▶ Activity
When the line containing "mark the boy | one pin per instance." is found in the data below, copy it and each line after it through the line containing "mark the girl's fingers", exactly and with no others.

▶ Data supplied
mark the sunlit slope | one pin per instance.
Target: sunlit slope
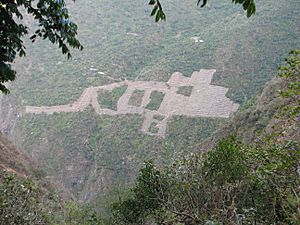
(90, 154)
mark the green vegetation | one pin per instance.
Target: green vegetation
(20, 201)
(109, 99)
(54, 24)
(97, 156)
(158, 13)
(156, 99)
(136, 98)
(185, 90)
(153, 128)
(158, 117)
(233, 183)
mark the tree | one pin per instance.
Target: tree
(55, 25)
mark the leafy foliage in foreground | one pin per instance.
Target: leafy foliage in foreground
(234, 183)
(54, 25)
(19, 202)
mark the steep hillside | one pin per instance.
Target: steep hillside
(13, 160)
(95, 155)
(250, 175)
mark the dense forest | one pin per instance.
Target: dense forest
(83, 168)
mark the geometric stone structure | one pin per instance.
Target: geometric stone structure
(205, 100)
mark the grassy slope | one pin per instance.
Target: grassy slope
(90, 154)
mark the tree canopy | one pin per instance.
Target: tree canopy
(54, 24)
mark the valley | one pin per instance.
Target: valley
(97, 157)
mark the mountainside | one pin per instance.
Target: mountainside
(250, 175)
(13, 160)
(94, 155)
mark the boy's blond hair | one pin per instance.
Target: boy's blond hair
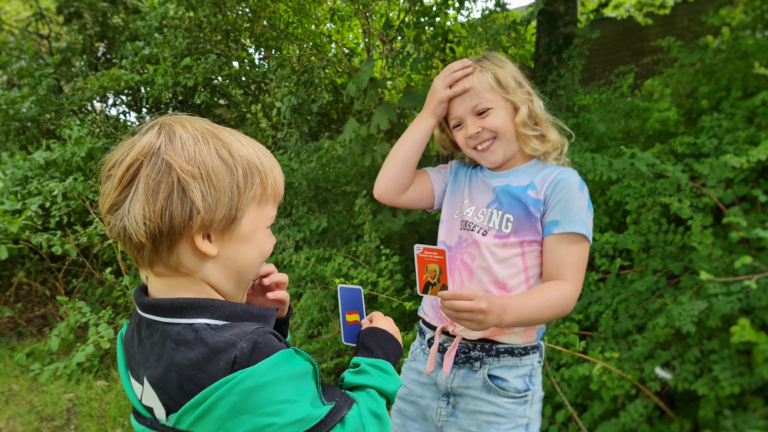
(181, 175)
(538, 133)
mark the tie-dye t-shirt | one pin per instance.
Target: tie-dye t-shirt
(493, 224)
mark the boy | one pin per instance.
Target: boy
(207, 346)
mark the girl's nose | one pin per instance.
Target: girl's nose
(473, 130)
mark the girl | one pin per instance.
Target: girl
(517, 225)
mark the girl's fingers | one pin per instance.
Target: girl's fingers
(457, 65)
(459, 305)
(458, 75)
(458, 91)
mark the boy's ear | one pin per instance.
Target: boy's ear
(206, 243)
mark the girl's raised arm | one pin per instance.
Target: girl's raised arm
(399, 183)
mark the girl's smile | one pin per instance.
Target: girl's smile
(482, 124)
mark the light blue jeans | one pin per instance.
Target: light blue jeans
(489, 394)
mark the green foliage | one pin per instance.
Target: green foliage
(676, 167)
(85, 403)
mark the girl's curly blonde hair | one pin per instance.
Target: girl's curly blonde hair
(538, 133)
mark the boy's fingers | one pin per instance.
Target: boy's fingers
(279, 296)
(373, 316)
(266, 270)
(277, 280)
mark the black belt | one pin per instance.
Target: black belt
(474, 351)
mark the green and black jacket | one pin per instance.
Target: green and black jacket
(207, 365)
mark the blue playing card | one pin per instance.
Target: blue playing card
(352, 310)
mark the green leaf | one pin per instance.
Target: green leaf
(350, 127)
(70, 250)
(385, 113)
(53, 344)
(411, 99)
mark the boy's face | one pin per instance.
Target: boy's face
(482, 123)
(244, 249)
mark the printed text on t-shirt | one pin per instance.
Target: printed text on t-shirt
(492, 218)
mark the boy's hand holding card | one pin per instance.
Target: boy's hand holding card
(352, 310)
(431, 269)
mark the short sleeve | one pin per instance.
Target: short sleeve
(567, 207)
(439, 176)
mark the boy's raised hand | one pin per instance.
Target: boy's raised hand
(269, 289)
(443, 90)
(378, 319)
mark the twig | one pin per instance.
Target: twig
(580, 332)
(61, 282)
(703, 189)
(353, 258)
(309, 262)
(387, 297)
(745, 277)
(669, 284)
(567, 404)
(645, 390)
(622, 272)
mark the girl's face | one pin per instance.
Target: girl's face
(482, 123)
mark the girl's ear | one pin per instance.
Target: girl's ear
(207, 243)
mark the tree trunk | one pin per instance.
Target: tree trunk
(556, 25)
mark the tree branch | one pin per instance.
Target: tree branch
(567, 404)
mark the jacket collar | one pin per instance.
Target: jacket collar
(185, 310)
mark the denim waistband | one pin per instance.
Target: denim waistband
(470, 352)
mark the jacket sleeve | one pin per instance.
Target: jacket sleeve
(371, 381)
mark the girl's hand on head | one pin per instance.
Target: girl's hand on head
(474, 309)
(270, 289)
(443, 90)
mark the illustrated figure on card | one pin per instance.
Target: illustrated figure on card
(434, 284)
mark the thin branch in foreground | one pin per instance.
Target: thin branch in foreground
(745, 277)
(644, 389)
(567, 404)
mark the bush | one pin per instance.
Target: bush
(675, 165)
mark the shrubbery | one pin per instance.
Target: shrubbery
(676, 168)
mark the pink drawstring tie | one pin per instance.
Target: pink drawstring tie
(449, 356)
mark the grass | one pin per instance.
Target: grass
(82, 403)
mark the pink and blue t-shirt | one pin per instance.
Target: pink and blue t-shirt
(493, 225)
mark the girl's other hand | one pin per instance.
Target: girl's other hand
(473, 309)
(270, 289)
(442, 89)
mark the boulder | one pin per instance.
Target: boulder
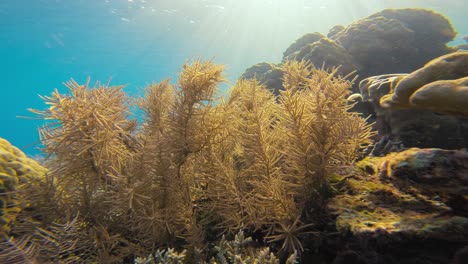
(407, 204)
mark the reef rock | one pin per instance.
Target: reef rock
(15, 169)
(420, 88)
(427, 108)
(267, 74)
(406, 203)
(390, 41)
(326, 52)
(302, 42)
(396, 40)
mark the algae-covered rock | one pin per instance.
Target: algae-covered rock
(448, 96)
(396, 40)
(328, 53)
(426, 108)
(15, 169)
(448, 67)
(405, 203)
(268, 74)
(301, 42)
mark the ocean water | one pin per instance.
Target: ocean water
(134, 42)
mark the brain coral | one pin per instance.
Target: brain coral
(15, 169)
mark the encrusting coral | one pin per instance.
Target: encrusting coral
(198, 167)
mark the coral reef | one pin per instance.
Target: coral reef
(390, 41)
(16, 172)
(396, 40)
(426, 108)
(405, 199)
(267, 74)
(434, 86)
(197, 168)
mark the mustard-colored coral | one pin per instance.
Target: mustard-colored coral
(15, 168)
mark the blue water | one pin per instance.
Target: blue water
(46, 42)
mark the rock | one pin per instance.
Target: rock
(402, 204)
(267, 74)
(301, 42)
(449, 67)
(448, 96)
(335, 30)
(326, 52)
(424, 108)
(15, 169)
(396, 40)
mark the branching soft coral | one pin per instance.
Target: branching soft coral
(253, 162)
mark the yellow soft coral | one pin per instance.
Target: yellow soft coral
(15, 168)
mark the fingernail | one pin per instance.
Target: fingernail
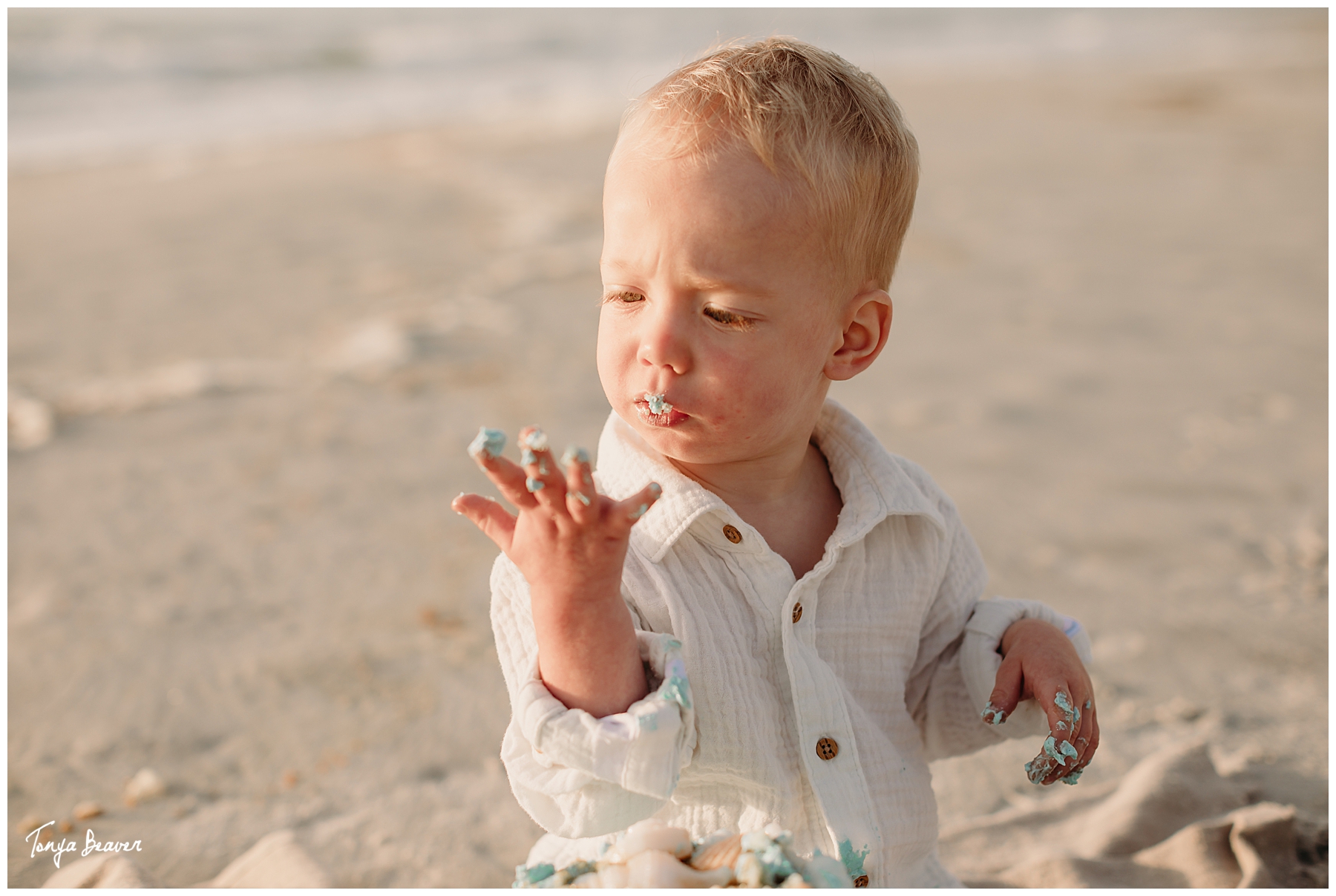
(487, 444)
(536, 439)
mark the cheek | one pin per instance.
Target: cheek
(611, 353)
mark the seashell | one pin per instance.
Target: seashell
(146, 785)
(649, 834)
(721, 854)
(658, 869)
(87, 809)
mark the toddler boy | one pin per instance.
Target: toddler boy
(754, 613)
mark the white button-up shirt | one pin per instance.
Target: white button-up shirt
(880, 661)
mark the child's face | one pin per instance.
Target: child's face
(718, 297)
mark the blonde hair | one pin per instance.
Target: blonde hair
(803, 111)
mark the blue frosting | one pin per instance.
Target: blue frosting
(489, 442)
(853, 860)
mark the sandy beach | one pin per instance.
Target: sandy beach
(233, 561)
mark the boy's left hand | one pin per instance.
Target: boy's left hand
(1038, 661)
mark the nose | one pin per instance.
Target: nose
(664, 339)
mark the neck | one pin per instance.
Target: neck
(759, 481)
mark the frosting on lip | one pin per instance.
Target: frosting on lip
(656, 404)
(656, 411)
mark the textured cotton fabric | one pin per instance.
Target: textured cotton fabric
(741, 693)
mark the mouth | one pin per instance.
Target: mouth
(656, 411)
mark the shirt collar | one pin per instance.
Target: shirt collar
(873, 485)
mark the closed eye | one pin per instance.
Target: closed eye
(728, 318)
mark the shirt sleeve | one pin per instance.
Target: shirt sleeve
(576, 775)
(960, 655)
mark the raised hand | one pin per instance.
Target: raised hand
(571, 544)
(1040, 661)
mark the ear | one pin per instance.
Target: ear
(866, 329)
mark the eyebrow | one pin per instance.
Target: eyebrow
(708, 284)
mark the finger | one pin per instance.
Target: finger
(1090, 737)
(1081, 733)
(543, 478)
(488, 516)
(628, 513)
(1006, 692)
(485, 449)
(580, 491)
(1057, 756)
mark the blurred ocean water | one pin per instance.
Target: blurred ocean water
(90, 85)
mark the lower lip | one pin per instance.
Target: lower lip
(669, 418)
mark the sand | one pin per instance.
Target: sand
(234, 561)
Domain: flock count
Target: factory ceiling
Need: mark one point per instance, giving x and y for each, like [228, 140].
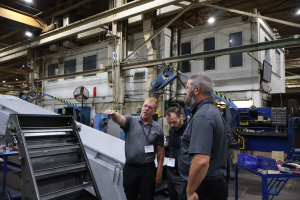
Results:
[53, 11]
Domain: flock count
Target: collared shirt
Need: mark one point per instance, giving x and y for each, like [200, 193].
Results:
[205, 134]
[135, 139]
[174, 143]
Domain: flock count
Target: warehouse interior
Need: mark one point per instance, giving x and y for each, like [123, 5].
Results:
[68, 61]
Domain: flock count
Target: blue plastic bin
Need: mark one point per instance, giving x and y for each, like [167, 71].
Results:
[267, 163]
[247, 161]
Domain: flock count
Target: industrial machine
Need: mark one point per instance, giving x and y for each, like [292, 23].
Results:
[53, 159]
[261, 129]
[159, 83]
[104, 153]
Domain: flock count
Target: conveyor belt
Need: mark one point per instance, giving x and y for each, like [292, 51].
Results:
[54, 162]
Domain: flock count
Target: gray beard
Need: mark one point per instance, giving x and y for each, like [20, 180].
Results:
[190, 101]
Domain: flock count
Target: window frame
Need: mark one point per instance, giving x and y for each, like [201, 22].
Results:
[243, 62]
[95, 62]
[269, 50]
[49, 70]
[210, 50]
[279, 54]
[69, 78]
[190, 62]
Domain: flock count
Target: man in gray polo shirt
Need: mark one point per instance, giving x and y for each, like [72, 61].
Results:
[143, 139]
[203, 150]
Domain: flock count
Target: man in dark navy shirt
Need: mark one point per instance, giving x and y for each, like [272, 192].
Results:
[176, 184]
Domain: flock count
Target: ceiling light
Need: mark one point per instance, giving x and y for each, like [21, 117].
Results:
[28, 34]
[211, 20]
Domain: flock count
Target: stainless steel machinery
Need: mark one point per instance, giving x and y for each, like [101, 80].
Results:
[42, 133]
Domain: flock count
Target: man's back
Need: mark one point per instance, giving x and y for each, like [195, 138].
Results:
[205, 134]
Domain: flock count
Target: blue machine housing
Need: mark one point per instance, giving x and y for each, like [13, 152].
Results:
[264, 135]
[101, 121]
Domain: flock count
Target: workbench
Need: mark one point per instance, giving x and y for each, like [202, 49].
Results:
[277, 180]
[7, 167]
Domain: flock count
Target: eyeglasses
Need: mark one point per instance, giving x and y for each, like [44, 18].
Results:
[187, 87]
[146, 106]
[170, 123]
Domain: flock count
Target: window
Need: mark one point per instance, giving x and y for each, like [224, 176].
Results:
[236, 59]
[89, 62]
[53, 69]
[89, 75]
[70, 67]
[209, 63]
[186, 49]
[267, 53]
[277, 62]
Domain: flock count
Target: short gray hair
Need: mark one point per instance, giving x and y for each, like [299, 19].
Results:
[204, 82]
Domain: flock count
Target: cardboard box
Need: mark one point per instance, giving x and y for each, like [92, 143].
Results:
[260, 118]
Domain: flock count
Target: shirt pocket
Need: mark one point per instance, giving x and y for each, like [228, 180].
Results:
[153, 137]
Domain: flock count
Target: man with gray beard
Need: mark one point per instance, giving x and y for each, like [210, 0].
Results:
[203, 150]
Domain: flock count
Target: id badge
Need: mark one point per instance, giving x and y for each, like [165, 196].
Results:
[149, 149]
[171, 162]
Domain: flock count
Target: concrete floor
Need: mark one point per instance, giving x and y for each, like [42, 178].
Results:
[249, 187]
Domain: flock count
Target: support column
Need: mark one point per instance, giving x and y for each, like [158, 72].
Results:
[34, 69]
[148, 24]
[116, 53]
[175, 65]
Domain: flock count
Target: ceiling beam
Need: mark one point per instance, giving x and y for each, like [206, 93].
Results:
[63, 11]
[11, 33]
[22, 17]
[12, 83]
[220, 52]
[120, 13]
[13, 71]
[253, 15]
[91, 71]
[159, 31]
[12, 89]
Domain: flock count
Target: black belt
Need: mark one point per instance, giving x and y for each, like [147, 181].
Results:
[140, 165]
[173, 171]
[214, 178]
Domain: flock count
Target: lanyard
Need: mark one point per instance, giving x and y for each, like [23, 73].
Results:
[148, 132]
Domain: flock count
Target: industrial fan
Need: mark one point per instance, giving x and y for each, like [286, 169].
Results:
[81, 94]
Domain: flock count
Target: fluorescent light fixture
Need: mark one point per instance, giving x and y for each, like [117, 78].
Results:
[243, 103]
[211, 20]
[28, 34]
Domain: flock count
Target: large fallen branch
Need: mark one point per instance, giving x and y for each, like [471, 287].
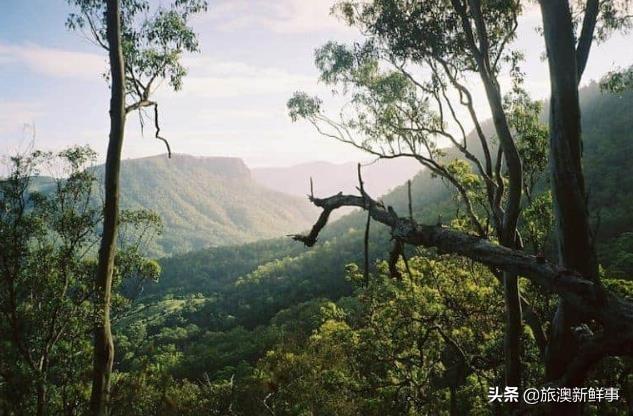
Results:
[614, 313]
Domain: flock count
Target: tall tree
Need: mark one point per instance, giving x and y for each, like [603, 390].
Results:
[410, 112]
[144, 46]
[432, 46]
[48, 228]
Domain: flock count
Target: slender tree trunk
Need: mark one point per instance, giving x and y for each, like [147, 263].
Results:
[507, 234]
[104, 346]
[575, 248]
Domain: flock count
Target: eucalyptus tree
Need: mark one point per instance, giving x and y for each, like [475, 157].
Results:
[145, 44]
[416, 79]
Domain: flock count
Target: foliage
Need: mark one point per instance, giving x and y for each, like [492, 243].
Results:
[47, 249]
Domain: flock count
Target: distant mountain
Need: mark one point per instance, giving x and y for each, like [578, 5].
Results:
[330, 178]
[208, 201]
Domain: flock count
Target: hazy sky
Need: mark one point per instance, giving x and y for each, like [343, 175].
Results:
[255, 54]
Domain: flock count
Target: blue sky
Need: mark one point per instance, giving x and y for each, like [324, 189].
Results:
[255, 54]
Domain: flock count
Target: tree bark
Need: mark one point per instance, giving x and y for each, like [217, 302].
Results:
[575, 248]
[507, 234]
[103, 342]
[574, 239]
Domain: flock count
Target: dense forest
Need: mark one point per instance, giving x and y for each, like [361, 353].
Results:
[178, 285]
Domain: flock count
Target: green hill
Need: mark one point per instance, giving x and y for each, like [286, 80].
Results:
[235, 295]
[208, 201]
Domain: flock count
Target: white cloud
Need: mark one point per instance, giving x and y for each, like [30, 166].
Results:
[53, 61]
[210, 78]
[281, 16]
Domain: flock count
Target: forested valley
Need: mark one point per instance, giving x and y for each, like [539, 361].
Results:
[185, 285]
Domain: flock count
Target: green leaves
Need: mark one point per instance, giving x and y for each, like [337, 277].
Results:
[154, 37]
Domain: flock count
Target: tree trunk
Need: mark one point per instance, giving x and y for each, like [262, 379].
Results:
[104, 346]
[507, 234]
[575, 248]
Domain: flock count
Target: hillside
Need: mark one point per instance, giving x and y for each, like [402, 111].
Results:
[208, 201]
[330, 178]
[236, 295]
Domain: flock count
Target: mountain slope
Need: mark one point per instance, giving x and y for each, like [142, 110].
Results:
[208, 201]
[330, 178]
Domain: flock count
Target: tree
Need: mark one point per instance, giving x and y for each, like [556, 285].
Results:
[143, 47]
[430, 48]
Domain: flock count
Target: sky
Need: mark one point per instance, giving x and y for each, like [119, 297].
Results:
[255, 54]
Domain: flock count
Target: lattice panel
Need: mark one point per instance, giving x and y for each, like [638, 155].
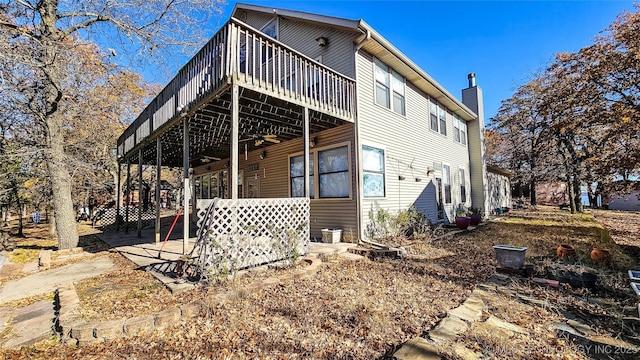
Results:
[243, 233]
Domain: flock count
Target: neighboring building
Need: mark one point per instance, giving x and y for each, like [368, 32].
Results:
[627, 202]
[499, 186]
[274, 86]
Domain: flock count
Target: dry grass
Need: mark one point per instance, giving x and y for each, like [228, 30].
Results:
[367, 309]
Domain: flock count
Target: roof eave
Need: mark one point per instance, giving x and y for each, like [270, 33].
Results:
[466, 113]
[334, 21]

▶ Written solution
mark the boy | one pin per instance.
Target: boy
(207, 346)
mark the girl's nose | one pin per instance.
Target: girl's nose
(473, 130)
mark the girl | one pin per instance.
Target: girl
(517, 225)
mark the girl's fingers | one pin per instance.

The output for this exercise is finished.